* _Input for this task_

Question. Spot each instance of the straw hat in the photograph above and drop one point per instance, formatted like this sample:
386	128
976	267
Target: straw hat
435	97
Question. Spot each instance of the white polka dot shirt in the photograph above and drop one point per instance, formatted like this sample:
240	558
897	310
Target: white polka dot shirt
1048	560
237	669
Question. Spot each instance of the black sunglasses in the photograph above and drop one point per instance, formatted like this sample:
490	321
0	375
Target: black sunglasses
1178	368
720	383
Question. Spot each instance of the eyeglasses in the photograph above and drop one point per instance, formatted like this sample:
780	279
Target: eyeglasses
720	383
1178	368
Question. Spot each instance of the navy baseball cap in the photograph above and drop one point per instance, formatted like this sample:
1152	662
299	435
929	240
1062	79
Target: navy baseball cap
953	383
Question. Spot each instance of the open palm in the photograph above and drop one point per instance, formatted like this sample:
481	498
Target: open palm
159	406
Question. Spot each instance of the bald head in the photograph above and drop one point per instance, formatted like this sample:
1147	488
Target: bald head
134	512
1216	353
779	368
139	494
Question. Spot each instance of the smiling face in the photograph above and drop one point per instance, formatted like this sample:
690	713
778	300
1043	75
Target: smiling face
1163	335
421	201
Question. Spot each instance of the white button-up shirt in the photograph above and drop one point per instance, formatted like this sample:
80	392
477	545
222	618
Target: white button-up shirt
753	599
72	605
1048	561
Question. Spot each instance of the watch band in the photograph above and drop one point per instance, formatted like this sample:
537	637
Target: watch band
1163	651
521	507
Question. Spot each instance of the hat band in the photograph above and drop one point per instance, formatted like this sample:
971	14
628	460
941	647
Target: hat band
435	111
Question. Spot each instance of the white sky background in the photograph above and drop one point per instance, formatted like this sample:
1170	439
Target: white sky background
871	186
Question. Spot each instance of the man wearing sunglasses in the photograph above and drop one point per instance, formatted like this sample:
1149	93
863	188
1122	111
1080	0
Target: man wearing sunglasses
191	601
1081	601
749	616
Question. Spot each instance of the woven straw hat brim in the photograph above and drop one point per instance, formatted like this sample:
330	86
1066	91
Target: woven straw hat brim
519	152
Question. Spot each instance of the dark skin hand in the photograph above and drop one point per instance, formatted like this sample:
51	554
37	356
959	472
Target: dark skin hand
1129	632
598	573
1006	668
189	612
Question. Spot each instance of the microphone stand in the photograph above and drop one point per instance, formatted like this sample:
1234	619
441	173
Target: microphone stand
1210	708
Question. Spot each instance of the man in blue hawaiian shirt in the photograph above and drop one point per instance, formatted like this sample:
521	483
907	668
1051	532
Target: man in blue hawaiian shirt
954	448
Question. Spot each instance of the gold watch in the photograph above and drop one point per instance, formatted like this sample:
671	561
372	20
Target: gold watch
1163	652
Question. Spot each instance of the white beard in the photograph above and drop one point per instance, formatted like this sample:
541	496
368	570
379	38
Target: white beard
==
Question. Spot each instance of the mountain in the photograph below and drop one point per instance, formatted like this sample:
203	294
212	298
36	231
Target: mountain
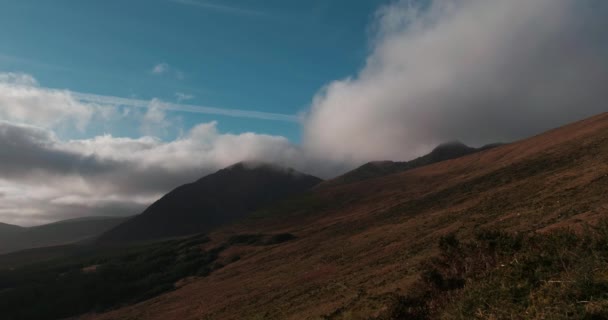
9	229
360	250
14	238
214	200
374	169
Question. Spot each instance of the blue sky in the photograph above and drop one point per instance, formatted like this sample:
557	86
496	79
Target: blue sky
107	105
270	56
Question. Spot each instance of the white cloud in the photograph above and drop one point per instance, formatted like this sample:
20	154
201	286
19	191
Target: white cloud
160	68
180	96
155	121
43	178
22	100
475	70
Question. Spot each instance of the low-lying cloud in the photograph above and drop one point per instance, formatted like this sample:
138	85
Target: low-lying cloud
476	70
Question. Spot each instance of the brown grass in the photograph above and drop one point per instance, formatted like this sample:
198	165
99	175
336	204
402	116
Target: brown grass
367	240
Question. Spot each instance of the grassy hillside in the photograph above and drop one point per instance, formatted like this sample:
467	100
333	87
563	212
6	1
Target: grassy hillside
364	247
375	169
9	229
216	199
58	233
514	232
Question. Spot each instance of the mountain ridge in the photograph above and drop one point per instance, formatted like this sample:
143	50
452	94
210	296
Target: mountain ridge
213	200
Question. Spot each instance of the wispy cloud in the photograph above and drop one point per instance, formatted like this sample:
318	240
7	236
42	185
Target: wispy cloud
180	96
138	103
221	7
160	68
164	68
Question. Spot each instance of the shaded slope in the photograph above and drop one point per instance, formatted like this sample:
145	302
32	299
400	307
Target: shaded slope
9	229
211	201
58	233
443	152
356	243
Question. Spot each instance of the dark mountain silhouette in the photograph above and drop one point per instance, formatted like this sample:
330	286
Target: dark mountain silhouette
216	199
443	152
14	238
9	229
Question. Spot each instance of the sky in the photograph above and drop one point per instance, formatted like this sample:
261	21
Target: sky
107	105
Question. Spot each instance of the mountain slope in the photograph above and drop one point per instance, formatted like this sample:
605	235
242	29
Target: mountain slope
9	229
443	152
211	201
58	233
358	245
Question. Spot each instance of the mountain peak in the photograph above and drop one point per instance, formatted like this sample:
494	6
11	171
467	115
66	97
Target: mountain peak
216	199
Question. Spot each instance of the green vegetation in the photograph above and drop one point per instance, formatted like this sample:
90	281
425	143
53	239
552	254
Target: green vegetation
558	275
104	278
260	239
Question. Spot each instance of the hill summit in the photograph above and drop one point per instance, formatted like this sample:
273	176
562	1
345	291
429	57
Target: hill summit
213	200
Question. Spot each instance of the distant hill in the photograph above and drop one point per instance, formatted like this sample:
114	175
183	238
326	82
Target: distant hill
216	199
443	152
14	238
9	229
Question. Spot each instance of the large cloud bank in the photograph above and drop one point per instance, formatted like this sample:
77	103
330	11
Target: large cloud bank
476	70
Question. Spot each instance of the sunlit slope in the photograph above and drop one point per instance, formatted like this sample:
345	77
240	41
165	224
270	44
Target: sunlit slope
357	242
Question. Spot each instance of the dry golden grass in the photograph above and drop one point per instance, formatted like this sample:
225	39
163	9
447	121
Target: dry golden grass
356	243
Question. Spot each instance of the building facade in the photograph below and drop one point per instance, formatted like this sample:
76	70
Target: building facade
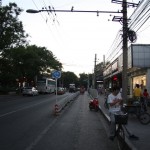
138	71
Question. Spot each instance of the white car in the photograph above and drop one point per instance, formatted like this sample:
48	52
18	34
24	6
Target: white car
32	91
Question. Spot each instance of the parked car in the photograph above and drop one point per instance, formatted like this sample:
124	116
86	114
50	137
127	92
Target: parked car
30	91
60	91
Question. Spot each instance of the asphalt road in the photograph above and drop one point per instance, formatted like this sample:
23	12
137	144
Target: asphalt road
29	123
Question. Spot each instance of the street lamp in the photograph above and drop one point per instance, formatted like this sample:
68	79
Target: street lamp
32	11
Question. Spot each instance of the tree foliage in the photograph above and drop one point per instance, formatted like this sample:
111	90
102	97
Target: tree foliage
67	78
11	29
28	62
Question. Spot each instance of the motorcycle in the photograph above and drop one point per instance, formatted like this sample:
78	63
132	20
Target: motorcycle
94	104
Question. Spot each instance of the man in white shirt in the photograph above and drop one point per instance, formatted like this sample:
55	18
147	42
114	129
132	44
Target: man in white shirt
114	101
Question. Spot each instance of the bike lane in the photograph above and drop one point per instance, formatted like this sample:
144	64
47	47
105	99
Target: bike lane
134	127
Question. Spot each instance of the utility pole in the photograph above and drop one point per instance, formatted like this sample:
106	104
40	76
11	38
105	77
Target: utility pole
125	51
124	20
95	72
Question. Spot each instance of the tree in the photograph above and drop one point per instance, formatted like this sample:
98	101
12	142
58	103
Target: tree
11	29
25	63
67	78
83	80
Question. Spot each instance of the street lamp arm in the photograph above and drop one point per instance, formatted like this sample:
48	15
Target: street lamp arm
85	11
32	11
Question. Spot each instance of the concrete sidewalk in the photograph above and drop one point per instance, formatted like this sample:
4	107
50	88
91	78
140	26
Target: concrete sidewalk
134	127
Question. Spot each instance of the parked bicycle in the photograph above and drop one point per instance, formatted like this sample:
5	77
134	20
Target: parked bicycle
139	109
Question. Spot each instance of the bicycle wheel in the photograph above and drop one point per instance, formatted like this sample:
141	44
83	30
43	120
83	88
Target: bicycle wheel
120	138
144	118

* _Problem statement_
Pick out every line of the material above that contains the string "summit", and copy each of those lines in full. Case counts, so match the letters exactly as they appear in the string.

* _Right answer_
Question. Spot each instance of the hill summit in the photograph above and drop one point per instance, formatted like this sample:
Target: hill summit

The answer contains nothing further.